═════ DATASET EXCERPTS ═════
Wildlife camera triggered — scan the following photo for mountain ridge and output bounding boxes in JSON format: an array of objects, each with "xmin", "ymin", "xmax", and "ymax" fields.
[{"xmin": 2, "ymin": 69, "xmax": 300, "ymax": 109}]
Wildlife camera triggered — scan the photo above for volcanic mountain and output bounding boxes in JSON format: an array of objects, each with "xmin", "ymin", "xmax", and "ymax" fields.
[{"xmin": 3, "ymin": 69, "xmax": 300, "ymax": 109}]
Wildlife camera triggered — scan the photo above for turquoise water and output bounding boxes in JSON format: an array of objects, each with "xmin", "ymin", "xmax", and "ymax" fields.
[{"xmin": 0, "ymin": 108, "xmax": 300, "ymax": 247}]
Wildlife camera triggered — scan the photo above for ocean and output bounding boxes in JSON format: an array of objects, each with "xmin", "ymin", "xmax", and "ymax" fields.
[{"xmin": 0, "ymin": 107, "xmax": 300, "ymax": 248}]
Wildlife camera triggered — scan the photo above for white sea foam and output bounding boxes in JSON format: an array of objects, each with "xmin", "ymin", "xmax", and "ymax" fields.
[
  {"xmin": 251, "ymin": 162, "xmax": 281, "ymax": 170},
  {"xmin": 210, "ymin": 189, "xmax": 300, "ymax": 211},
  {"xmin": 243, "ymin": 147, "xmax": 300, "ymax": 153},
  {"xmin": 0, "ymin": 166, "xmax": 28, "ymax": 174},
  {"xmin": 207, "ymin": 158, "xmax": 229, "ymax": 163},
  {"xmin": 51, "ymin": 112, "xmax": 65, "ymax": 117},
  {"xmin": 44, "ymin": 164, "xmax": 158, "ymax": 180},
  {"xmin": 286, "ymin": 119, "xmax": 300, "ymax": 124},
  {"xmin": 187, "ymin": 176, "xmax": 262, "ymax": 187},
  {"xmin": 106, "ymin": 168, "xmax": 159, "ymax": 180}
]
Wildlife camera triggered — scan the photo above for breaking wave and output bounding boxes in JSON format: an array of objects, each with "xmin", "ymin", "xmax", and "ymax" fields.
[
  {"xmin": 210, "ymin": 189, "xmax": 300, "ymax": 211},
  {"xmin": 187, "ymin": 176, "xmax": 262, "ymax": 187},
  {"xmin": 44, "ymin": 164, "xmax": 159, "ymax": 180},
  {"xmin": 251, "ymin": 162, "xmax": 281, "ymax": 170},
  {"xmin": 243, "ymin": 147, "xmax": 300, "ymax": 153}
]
═════
→ **PROBLEM DESCRIPTION**
Locate every line in the data above that contains the word "turquoise" and copy each such line in full. Case matters, so only count matches with the same capitalization.

→ **OUTPUT BELOW**
Wildlife camera triggered — scan the photo above for turquoise water and output bounding boxes in JSON format: an array of objects, each with "xmin", "ymin", "xmax", and "ymax" fields.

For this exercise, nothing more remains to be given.